> Labeled-object pointing entries:
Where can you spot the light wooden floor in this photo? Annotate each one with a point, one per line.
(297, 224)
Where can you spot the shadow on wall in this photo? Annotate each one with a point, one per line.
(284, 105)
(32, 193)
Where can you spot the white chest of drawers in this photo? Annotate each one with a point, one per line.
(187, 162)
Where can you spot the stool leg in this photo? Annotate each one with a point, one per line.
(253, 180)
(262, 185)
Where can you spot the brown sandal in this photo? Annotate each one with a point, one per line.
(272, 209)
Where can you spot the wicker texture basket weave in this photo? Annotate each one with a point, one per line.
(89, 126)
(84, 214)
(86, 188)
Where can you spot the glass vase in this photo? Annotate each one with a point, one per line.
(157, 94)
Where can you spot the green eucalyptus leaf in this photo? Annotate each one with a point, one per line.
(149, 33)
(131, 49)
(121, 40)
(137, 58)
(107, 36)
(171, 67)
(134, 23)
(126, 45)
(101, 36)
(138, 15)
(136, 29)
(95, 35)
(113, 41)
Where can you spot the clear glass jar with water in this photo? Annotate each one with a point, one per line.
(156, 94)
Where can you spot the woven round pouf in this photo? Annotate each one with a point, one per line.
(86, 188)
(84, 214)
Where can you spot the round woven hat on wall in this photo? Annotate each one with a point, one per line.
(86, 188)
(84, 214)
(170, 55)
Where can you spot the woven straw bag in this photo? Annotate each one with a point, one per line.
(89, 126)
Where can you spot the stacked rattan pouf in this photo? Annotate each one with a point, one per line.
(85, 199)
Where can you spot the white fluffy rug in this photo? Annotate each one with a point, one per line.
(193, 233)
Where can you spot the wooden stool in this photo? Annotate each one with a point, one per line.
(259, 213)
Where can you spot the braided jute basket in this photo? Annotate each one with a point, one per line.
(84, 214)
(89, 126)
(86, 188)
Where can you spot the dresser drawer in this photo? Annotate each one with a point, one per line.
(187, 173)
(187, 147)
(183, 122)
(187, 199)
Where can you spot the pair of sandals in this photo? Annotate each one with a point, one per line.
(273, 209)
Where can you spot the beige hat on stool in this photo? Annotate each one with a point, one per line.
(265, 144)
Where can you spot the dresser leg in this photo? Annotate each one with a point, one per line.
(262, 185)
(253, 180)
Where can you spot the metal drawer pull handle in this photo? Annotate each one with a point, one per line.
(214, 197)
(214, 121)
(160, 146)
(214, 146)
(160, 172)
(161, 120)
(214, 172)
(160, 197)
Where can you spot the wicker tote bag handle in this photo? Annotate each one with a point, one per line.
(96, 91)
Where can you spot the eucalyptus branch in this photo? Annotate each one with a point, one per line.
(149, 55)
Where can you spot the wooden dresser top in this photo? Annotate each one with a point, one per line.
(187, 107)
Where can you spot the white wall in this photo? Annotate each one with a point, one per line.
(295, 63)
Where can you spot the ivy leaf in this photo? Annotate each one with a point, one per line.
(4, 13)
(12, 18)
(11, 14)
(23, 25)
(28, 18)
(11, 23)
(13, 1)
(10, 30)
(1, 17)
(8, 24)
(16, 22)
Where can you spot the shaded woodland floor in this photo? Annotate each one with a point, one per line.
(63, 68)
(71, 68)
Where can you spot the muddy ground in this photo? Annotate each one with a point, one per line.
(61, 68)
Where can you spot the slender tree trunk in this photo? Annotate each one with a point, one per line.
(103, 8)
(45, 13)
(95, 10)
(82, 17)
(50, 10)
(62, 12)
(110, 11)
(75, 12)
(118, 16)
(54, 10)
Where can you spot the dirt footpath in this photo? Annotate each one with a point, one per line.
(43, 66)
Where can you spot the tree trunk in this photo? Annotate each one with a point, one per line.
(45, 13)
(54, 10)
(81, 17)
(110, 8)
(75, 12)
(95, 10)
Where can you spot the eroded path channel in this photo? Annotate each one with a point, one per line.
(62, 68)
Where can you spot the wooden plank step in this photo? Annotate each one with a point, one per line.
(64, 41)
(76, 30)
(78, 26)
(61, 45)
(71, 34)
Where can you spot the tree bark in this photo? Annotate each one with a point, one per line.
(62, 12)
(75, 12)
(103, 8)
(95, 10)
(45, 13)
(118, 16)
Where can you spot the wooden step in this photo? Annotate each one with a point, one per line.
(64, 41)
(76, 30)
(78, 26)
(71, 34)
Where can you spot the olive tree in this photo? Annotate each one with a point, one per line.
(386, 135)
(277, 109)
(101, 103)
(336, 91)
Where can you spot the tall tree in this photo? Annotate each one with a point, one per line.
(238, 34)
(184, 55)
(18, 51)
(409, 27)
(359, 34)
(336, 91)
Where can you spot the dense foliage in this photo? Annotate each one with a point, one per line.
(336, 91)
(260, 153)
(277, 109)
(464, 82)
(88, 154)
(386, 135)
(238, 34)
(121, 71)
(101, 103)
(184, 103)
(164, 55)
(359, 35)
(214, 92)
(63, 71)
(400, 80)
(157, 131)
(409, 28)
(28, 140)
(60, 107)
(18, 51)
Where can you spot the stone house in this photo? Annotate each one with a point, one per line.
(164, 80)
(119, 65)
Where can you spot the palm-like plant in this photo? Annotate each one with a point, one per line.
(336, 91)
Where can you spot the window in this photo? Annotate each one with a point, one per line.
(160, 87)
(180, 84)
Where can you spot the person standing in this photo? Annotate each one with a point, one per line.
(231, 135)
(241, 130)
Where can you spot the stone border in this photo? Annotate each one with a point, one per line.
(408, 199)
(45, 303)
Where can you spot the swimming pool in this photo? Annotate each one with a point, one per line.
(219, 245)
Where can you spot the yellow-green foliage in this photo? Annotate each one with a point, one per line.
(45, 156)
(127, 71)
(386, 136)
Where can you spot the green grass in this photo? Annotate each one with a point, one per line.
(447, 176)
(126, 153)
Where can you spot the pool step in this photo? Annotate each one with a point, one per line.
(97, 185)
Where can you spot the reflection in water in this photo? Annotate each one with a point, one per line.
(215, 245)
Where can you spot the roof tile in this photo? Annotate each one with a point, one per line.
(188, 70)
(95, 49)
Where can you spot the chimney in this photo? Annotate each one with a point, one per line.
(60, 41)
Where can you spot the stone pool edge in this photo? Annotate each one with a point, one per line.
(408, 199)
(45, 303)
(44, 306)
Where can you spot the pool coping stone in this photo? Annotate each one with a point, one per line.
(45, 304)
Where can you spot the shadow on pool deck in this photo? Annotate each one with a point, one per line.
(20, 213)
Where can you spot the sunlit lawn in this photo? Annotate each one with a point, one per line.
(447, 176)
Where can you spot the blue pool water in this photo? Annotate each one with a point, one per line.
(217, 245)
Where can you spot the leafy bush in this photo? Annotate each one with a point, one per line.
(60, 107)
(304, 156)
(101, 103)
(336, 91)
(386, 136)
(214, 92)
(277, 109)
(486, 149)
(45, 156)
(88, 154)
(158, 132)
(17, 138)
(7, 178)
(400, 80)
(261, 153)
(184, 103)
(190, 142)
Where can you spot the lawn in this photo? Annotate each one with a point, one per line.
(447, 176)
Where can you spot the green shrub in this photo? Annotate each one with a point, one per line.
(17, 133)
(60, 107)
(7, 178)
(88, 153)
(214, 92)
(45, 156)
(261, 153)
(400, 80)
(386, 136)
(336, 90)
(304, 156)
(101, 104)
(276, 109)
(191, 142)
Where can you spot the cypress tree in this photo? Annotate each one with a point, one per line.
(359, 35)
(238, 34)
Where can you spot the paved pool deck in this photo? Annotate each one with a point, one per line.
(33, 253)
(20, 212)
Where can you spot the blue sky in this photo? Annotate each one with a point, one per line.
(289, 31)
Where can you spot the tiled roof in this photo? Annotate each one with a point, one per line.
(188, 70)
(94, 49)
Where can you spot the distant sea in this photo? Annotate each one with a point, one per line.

> WHAT YOU HAVE TO DO: Transcribe every line of the data above, keeping each character and line break unchanged.

> THE RESULT:
Where can you spot the light wooden floor in this photo? Annotate each one with a point, one per line.
(297, 224)
Where can you spot the shadow on wall in this photo? Annotate each one with a point, one per line.
(284, 105)
(32, 193)
Where can you spot the white chest of drawers in this photo? Annotate each one with a point, one per line.
(187, 162)
Where can you spot the stool leg in this photo? Annotate each one with a point, one per line.
(253, 180)
(262, 185)
Where can you spot the brown sandal in this photo? Annotate each one with a point, one per line.
(272, 209)
Where can you spot the wicker texture basket weave in this photo? Annotate each one with a point, one per line.
(89, 126)
(84, 214)
(86, 188)
Where can you spot the glass vase in this photo? Annotate each one with a point, one per line.
(157, 94)
Where can you spot the green eucalyptus leaf in this photo? Annotate each one with a point, one per line.
(149, 33)
(131, 49)
(121, 40)
(137, 58)
(107, 36)
(171, 67)
(134, 23)
(126, 45)
(101, 36)
(138, 15)
(136, 29)
(95, 35)
(113, 41)
Where can you spot the clear glass jar with water in this photo? Annotate each one with a point, one per line.
(156, 94)
Where can you spot the woven round pouf in this photo? Annotate each one with a point, one per line.
(86, 188)
(84, 214)
Where can you spot the round woven hat on wall in this photo? Annotate each one with a point, one per line.
(86, 188)
(84, 214)
(170, 55)
Where can you spot the woven straw bag in this photo? Annotate each one with a point, one per line.
(89, 126)
Where can you spot the stacked rattan pouf in this photo? Annotate each one with a point, one per line.
(85, 199)
Where can you spot the white fluffy rug in this photo? Annotate each one with a point, one per line.
(193, 233)
Where can you spot the wooden stool in this photo? Annotate each one with a point, one per line.
(259, 213)
Where can you spot the braided jute basket in this photo? Annotate each one with a point, one per line.
(84, 214)
(89, 126)
(86, 188)
Where can you spot the dresser drawer in this photo? Annotate each one with a point, one per line.
(187, 173)
(187, 147)
(183, 122)
(187, 199)
Where can you spot the pair of sandals in this photo? Annotate each one with a point, one per line.
(273, 209)
Where can you spot the beige hat on stool in this photo? Annotate each one with a point, one per line.
(265, 144)
Where can you spot the dresser leg in this photo? Annotate each one with a point, one per line.
(262, 185)
(253, 180)
Where can you spot the metal drawer pull handle in this photo? Annotate each one with a point, one per line.
(214, 197)
(214, 121)
(160, 146)
(214, 146)
(160, 172)
(161, 120)
(214, 172)
(160, 197)
Where can you spot the wicker tote bag handle in this photo? Annotate each one with a point, one per line.
(96, 91)
Where can you spot the eucalyptus branch in this photo? Annotate each one with a point, one per line.
(149, 55)
Where can you spot the wooden dresser top in this photo? Annotate each one with a point, one per line.
(187, 107)
Where can you spot the white wall in this photo? Annotate each one with a point, one per line.
(295, 63)
Where can you spot the ivy leaf in this photo? Annotate each one with a point, one per line.
(4, 13)
(12, 18)
(11, 14)
(23, 25)
(28, 18)
(11, 23)
(13, 1)
(10, 30)
(1, 17)
(8, 24)
(16, 22)
Where can you spot the shaded woodland floor in this photo? Annotate each one with a point, one per line.
(63, 68)
(71, 68)
Where can you spot the muddy ground in this photo? Annotate each one with a point, one per line.
(61, 68)
Where can you spot the slender tree trunk in this photo? Annotate each one with a point, one per line.
(103, 8)
(45, 13)
(95, 10)
(82, 17)
(50, 10)
(62, 12)
(110, 11)
(75, 12)
(118, 16)
(54, 10)
Where can you spot the dirt footpath in this photo? Annotate each one with a point, one per line.
(43, 66)
Where can you spot the tree trunk in this photo? Annotate each one with a point, one per line.
(45, 13)
(54, 10)
(81, 17)
(110, 8)
(75, 12)
(95, 10)
Where can you spot the eroded path channel in this photo? Annotate each one with a point, one per line.
(62, 68)
Where can you spot the wooden plank step in this photo? Annotate each one with a point, one per line.
(64, 41)
(76, 30)
(78, 26)
(61, 45)
(71, 34)
Where can you spot the tree bark in this photo? Annotate each one with a point, one per line.
(62, 12)
(75, 12)
(103, 8)
(95, 10)
(45, 13)
(118, 16)
Where can you spot the wooden step in this photo? Annotate each one with a point, one per line.
(64, 41)
(76, 30)
(78, 26)
(71, 34)
Where can you spot the olive tree in this photo? Annotate each one with a point, one per line.
(386, 135)
(277, 109)
(101, 103)
(336, 91)
Where can you spot the tall tree in this photo? Annotate each one with a point, one per line.
(238, 34)
(184, 55)
(18, 51)
(409, 27)
(359, 34)
(336, 91)
Where can you spot the dense foliage in this photo? Annotate each one with a point, one per line.
(336, 91)
(260, 153)
(277, 109)
(464, 82)
(88, 154)
(386, 135)
(238, 34)
(121, 71)
(101, 103)
(184, 103)
(164, 55)
(359, 35)
(214, 92)
(63, 71)
(400, 80)
(157, 131)
(409, 28)
(28, 140)
(60, 107)
(18, 51)
Where can you spot the stone house in this photo? Annotate each one with a point, one per line.
(164, 80)
(119, 65)
Where can you spot the palm-like plant in this photo? Annotate each one with a point, one per line.
(336, 91)
Where can you spot the window in this photo? Annotate each one with a point, one per line.
(160, 87)
(180, 84)
Where can you spot the person standing in this photo? Annotate each one with a point, one per line.
(231, 135)
(241, 130)
Where can you spot the stone border in this photo? Annotate each one with a point, one per line.
(408, 199)
(45, 303)
Where can you spot the swimming pool in this photo? Annotate each one with a point, one per line.
(219, 245)
Where can you spot the yellow-green foliage in this photo? Annotate each one with a point, one per line.
(45, 156)
(127, 71)
(386, 136)
Where can you spot the green grass in this photo? Annotate each one with a point, one per line.
(447, 176)
(126, 153)
Where can you spot the pool step in this photo? Annotate each one with a point, one per line.
(97, 185)
Where can you spot the reflection in water in this photo? Annotate each one with a point, one per line.
(215, 245)
Where can you spot the roof tile in this photo? Annotate each one with a point, one per line.
(188, 70)
(95, 49)
Where can you spot the chimney in this photo? Annotate each one with a point, one per line.
(60, 41)
Where can you spot the stone pool edge in this photo? Annotate each one with a point, one per line.
(408, 199)
(45, 303)
(44, 306)
Where can you spot the pool coping stone in this photo? Annotate each one with a point, one per line.
(45, 304)
Where can you spot the shadow on pool deck in this photo? Annotate each one with a point, one per line.
(20, 213)
Where can you spot the sunlit lawn in this photo? Annotate each one with a point, one per line.
(447, 176)
Where can you spot the blue pool water in this photo? Annotate each one with a point, one per line.
(217, 245)
Where can you spot the leafy bush in this photo? Annotate each one with a point, one per line.
(60, 107)
(304, 156)
(101, 103)
(336, 91)
(386, 136)
(214, 92)
(277, 109)
(486, 149)
(45, 156)
(88, 154)
(158, 132)
(17, 138)
(7, 178)
(400, 80)
(261, 153)
(184, 103)
(190, 142)
Where can you spot the lawn in this photo? Annotate each one with a point, one per line.
(447, 176)
Where can you spot the green shrub in this photo? Annotate each one with a point, one per line.
(17, 133)
(60, 107)
(7, 178)
(88, 153)
(214, 92)
(45, 156)
(261, 153)
(400, 80)
(386, 136)
(336, 90)
(304, 156)
(101, 104)
(276, 109)
(191, 142)
Where can you spot the cypress tree in this photo? Annotate each one with a point, one per line.
(359, 35)
(238, 34)
Where can you spot the paved pool deck in this photo? Annotate each one with a point, one per line.
(33, 253)
(20, 212)
Where can you spot the blue sky in this photo? Annotate each one with a point, one per line.
(289, 31)
Where can you spot the tiled roof in this photo? Annotate each one with a point, one per line.
(188, 70)
(94, 49)
Where can you spot the distant sea in this photo? Annotate each one with a point, one per line.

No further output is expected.